> **WHAT IS NEEDED**
Convert every line of the entries below into a numbered list, omitting any blank lines and excluding the pictures.

> **Dataset records**

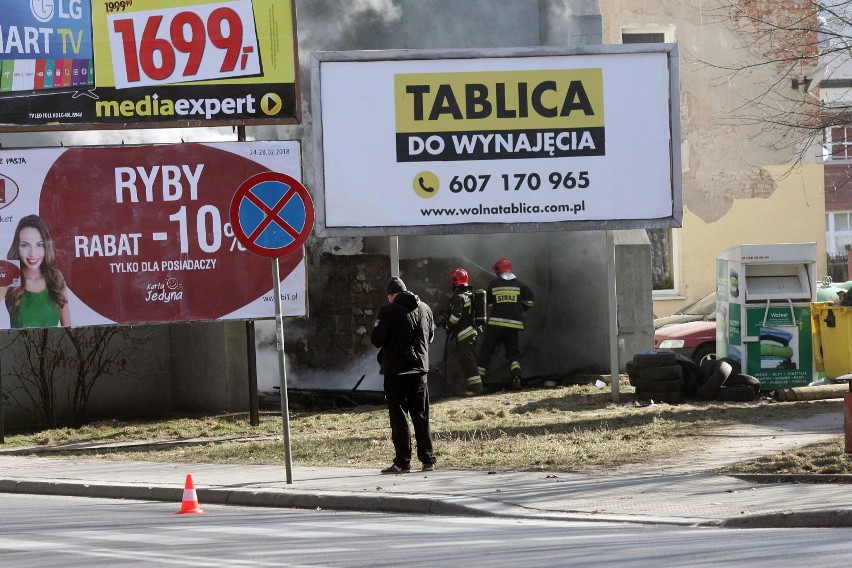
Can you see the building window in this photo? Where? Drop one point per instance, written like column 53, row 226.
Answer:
column 838, row 143
column 838, row 232
column 664, row 250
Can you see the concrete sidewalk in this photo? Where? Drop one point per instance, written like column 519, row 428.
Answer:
column 679, row 494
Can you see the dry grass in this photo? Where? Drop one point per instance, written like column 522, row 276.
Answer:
column 575, row 428
column 827, row 458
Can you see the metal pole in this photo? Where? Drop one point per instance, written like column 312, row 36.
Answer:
column 393, row 242
column 251, row 353
column 251, row 356
column 282, row 369
column 2, row 409
column 613, row 314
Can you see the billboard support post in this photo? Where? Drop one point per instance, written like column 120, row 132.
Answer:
column 282, row 370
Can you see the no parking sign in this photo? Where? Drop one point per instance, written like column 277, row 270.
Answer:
column 272, row 214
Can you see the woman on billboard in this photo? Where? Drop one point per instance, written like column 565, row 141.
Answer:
column 41, row 299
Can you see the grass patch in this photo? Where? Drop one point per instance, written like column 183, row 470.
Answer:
column 575, row 428
column 827, row 458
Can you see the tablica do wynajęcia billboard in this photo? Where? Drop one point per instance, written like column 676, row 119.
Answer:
column 496, row 140
column 136, row 234
column 70, row 64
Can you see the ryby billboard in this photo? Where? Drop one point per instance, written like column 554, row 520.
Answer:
column 526, row 139
column 67, row 64
column 136, row 234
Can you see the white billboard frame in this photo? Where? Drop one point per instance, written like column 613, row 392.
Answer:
column 333, row 180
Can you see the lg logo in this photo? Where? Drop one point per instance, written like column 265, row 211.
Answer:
column 44, row 10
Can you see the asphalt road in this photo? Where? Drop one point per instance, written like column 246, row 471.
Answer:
column 43, row 531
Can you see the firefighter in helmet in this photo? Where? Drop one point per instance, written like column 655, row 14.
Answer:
column 459, row 323
column 508, row 299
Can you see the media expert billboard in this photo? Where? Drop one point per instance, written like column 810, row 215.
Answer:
column 70, row 64
column 496, row 140
column 139, row 234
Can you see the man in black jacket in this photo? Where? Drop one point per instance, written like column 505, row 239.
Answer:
column 509, row 299
column 403, row 331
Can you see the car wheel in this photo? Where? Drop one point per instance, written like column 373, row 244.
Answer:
column 704, row 353
column 710, row 389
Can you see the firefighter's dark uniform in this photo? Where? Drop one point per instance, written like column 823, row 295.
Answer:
column 508, row 299
column 460, row 326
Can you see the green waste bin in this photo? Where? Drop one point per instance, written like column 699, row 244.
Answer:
column 831, row 330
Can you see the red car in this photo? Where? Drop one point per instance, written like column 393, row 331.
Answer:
column 695, row 339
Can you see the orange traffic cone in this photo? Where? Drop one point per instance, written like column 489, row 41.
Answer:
column 189, row 506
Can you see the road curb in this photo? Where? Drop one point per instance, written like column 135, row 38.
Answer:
column 793, row 478
column 806, row 519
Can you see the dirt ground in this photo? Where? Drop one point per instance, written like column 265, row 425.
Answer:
column 744, row 442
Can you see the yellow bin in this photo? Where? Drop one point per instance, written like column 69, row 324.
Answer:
column 831, row 333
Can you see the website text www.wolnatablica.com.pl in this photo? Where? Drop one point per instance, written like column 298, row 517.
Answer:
column 510, row 209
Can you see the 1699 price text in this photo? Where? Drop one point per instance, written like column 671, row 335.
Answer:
column 516, row 182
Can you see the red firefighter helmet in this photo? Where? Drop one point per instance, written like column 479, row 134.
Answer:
column 502, row 266
column 458, row 277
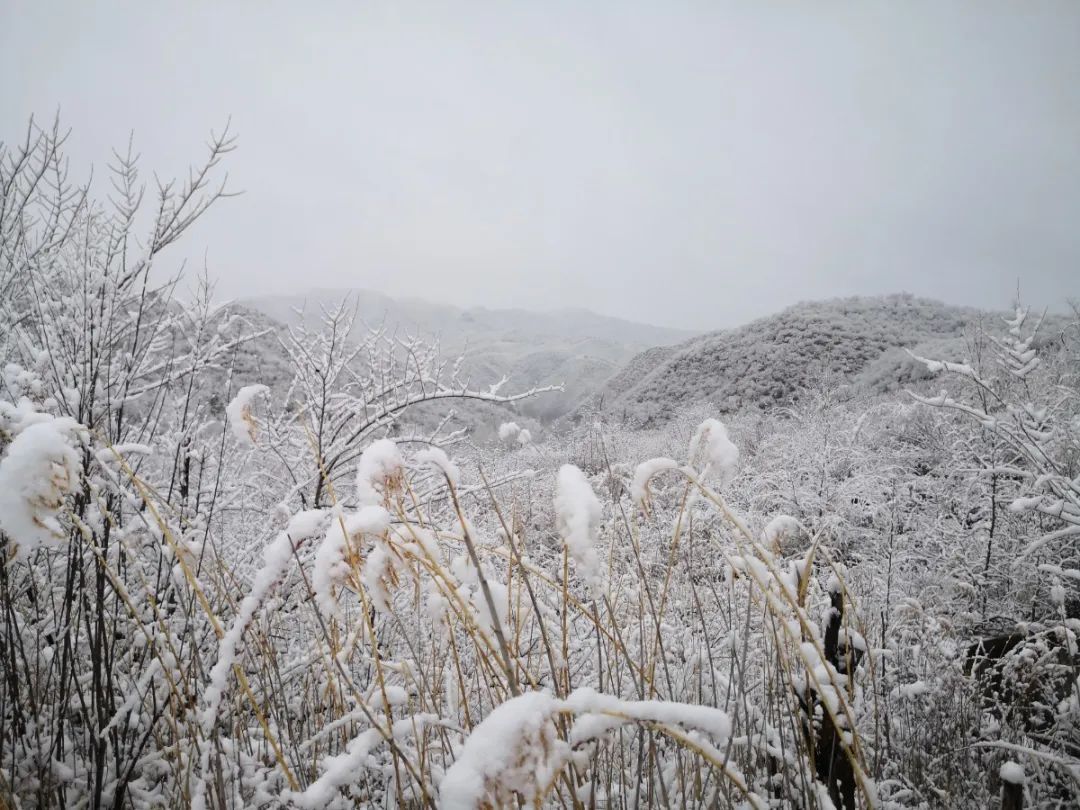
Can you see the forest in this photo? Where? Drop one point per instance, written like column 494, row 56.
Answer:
column 221, row 593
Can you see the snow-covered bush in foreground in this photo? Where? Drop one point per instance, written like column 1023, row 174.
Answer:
column 851, row 603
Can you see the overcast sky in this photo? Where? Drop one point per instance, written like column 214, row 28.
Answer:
column 684, row 164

> **CORRECT OUTPUT**
1. Can you see the building window in this photo? Where? Drop one point per instance, written like column 53, row 226.
2. Answer:
3. column 838, row 143
4. column 838, row 232
5. column 664, row 250
6. Can you see the concrete sidewalk in this photo? Where? Drop one point per instance, written like column 519, row 428.
7. Answer:
8. column 679, row 494
9. Can you see the dry grass in this photo? Where? Drop one point per instance, written like column 522, row 276.
10. Answer:
11. column 575, row 428
12. column 827, row 458
13. Can you see the metal pole in this photo? Where? Drop one point per instance, written like column 312, row 36.
14. Answer:
15. column 393, row 242
16. column 251, row 353
17. column 251, row 356
18. column 282, row 369
19. column 2, row 409
20. column 613, row 314
21. Can you see the billboard support post in this photo? Where? Drop one point per instance, written like column 120, row 132.
22. Answer:
23. column 282, row 370
24. Can you see the no parking sign in this photo? Where? Drop one point per instance, written like column 277, row 270.
25. Answer:
26. column 272, row 214
27. Can you see the woman on billboard in this photo? Where? Drop one point per instance, written like column 565, row 141.
28. Answer:
29. column 41, row 299
30. Can you see the grass patch in this photo? Where? Drop one point per instance, written like column 183, row 470.
31. Answer:
32. column 575, row 428
33. column 827, row 458
34. Can you see the tablica do wynajęcia billboard in this photo? Where? Drop one point per instance, written like column 676, row 119.
35. Answer:
36. column 496, row 140
37. column 136, row 234
38. column 70, row 64
39. Can you see the ryby billboard in this photo? Where? Drop one point per instance, written like column 554, row 520.
40. Answer:
41. column 526, row 139
42. column 67, row 64
43. column 136, row 234
44. Can you see the white billboard frame in this photo? Where? Drop one point per instance, written like column 613, row 392.
45. Answer:
46. column 333, row 180
47. Can you see the lg logo in this photo? Where? Drop one point per instance, written like column 265, row 211.
48. Answer:
49. column 44, row 10
50. Can you see the asphalt road in this photo? Where? Drop one point per instance, written like column 246, row 471.
51. Answer:
52. column 43, row 531
53. Can you see the firefighter in helmet in this photo? Where? Drop one point per instance, written like column 655, row 14.
54. Answer:
55. column 459, row 323
56. column 508, row 299
57. Can you see the media expert billboard in this photo? Where? Drop one point per instance, written like column 810, row 215.
58. Answer:
59. column 70, row 64
60. column 496, row 140
61. column 139, row 234
62. Can you see the man in black jacket in this photo? Where? Drop one point per instance, written like column 505, row 239.
63. Answer:
64. column 509, row 299
65. column 403, row 331
66. Can you see the car wheel in this photo? Where? Drop one point per instance, written like column 373, row 244.
67. Answer:
68. column 704, row 353
69. column 710, row 389
70. Can you see the firefighter's dark uniform in this photo? Where? Drop one point per instance, written like column 823, row 295.
71. Answer:
72. column 508, row 299
73. column 460, row 326
74. Can you see the green waste bin in this photo? Where? Drop one point per instance, written like column 699, row 244.
75. Answer:
76. column 831, row 330
77. Can you see the red car in this photo? Where? Drop one point per instance, written like column 393, row 331.
78. Answer:
79. column 695, row 339
80. Can you see the orange traffic cone in this photo? Where? Drop one point per instance, written like column 489, row 41.
81. Answer:
82. column 189, row 506
83. Can you see the road curb in this photo? Where? Drop one point per instance, written like column 135, row 38.
84. Answer:
85. column 793, row 478
86. column 806, row 519
87. Can you see the dirt ground in this photo? Where? Drop one point per instance, written like column 265, row 425.
88. Answer:
89. column 744, row 442
90. Can you see the yellow bin in this photo? Where? Drop one point per instance, written like column 69, row 324.
91. Answer:
92. column 831, row 333
93. Can you see the website text www.wolnatablica.com.pl in this photo? Where? Drop one point per instance, written like column 298, row 517.
94. Answer:
95. column 510, row 209
96. Can you see the 1699 price text in this photo? Where? Drop one point per instance, written like column 671, row 335.
97. Answer:
98. column 516, row 182
99. Can you see the red firefighter helmet in this photo? Where? Drop one point per instance, written like column 479, row 134.
100. Answer:
101. column 502, row 266
102. column 458, row 277
103. Can you see the forest in this photo? Where? Drop one point per instance, written like column 494, row 56.
104. Answer:
105. column 221, row 593
106. Can you see the snow-covered bush in foreground in this photo? Where? Drop one point per instance, written like column 1023, row 174.
107. Answer:
108. column 851, row 603
109. Can you see the overcast sky in this photo? Where? Drop one point per instance, written like column 214, row 28.
110. Answer:
111. column 684, row 164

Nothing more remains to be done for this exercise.